## [Task]
Reproduce the material below verbatim, from its first line to its last.

(Records from a dataset)
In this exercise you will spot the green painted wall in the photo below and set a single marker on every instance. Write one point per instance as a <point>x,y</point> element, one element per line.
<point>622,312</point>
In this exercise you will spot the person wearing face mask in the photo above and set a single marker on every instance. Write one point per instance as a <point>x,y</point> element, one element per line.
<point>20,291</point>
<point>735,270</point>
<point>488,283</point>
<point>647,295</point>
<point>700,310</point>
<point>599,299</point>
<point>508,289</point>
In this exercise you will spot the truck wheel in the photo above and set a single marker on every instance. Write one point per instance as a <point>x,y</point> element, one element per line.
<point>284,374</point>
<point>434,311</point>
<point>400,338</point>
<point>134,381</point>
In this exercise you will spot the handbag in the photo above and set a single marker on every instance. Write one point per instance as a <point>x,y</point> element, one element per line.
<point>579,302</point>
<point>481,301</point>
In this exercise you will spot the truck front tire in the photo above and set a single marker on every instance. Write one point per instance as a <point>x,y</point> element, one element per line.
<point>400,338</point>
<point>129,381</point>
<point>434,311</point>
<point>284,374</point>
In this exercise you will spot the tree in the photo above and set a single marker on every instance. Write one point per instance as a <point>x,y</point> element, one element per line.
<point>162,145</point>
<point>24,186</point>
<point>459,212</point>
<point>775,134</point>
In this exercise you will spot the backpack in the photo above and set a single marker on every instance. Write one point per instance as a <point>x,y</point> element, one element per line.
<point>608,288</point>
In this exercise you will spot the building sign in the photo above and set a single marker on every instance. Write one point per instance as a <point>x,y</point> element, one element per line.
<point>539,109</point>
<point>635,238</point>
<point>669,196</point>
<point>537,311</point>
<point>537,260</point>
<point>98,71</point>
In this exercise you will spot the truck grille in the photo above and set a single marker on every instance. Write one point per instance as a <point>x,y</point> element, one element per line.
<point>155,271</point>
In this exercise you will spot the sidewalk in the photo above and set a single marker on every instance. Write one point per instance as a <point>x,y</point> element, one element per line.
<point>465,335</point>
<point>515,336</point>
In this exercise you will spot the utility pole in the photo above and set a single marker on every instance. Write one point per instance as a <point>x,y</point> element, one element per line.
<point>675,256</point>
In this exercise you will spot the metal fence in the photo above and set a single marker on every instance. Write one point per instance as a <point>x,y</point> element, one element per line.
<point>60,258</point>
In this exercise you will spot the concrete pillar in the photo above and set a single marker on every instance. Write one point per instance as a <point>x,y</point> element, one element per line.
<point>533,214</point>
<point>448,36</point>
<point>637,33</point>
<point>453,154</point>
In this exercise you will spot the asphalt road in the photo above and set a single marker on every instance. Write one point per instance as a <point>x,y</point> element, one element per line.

## [Right answer]
In this exercise you will spot the green painted wall in the photo below and set a single marker on every instance. Write one point per instance as a <point>x,y</point> element, one element per line.
<point>622,312</point>
In this exercise you will spot the person wearing face mask in the photo above and set a single marker on every instance. Write one point per instance as a <point>x,y</point> element, one element per line.
<point>20,291</point>
<point>735,270</point>
<point>488,283</point>
<point>647,295</point>
<point>700,310</point>
<point>599,299</point>
<point>508,289</point>
In this exercise you will spot the truck wheel in the photo above and set a single marker on every instance. Write one point per instance as a <point>x,y</point> element, one element per line.
<point>284,374</point>
<point>434,311</point>
<point>400,338</point>
<point>134,381</point>
In this exercise you will spot the handbag in the photo above and set a single marker on every instance. Write one point per instance as a <point>x,y</point> element, one element per line.
<point>579,302</point>
<point>481,301</point>
In this exercise you will spot the truck front tire in the photo above and set a single marker on every instance. Write one point per instance as a <point>x,y</point> element, one element per line.
<point>400,338</point>
<point>129,381</point>
<point>434,311</point>
<point>284,374</point>
In this exercise you will spot the tree in the photo above and set a single marker on every instance. Write one point per instance as a <point>x,y</point> element, one element per line.
<point>162,145</point>
<point>24,186</point>
<point>459,212</point>
<point>775,134</point>
In this exercise you will spot the backpack in the photo above and set a single marker on every instance. Write one point per instance as a <point>x,y</point> element, one element per line.
<point>608,288</point>
In this exercise you will spot the building sign in the photo above and set a single marker on every instance. Write one point per instance as a <point>x,y</point> element, one element per line.
<point>539,109</point>
<point>635,238</point>
<point>669,196</point>
<point>537,311</point>
<point>537,260</point>
<point>98,71</point>
In this exercise you will spot the truck grille in the photo above and set a single marker on every instance. Write one point per instance as a <point>x,y</point> element, one element per line.
<point>155,271</point>
In this exercise you will spot the sidewalk in the photo above and set a single marker on every instance. Write one point per instance as a <point>x,y</point> element, one element per line.
<point>465,335</point>
<point>515,336</point>
In this exercise you will spot the utility pole in the photo above and set a single marker on every instance. Write one point per instance as a <point>x,y</point> element, one element per line.
<point>675,256</point>
In this exercise you will spot the metal fence in the photo above and set a single marker on every instance. Write one point per instance as a <point>x,y</point> element, one element per line.
<point>60,258</point>
In this exercise you will spot the concrete pillar in the photo above and set a single marker on every instance. Write one point per instance as a <point>x,y</point> element, one element per line.
<point>533,214</point>
<point>448,36</point>
<point>637,33</point>
<point>453,154</point>
In this exercise you will spot the asphalt road in the photo above and set a single marker on every instance. Write one point per instance as a <point>x,y</point> element, one element per line.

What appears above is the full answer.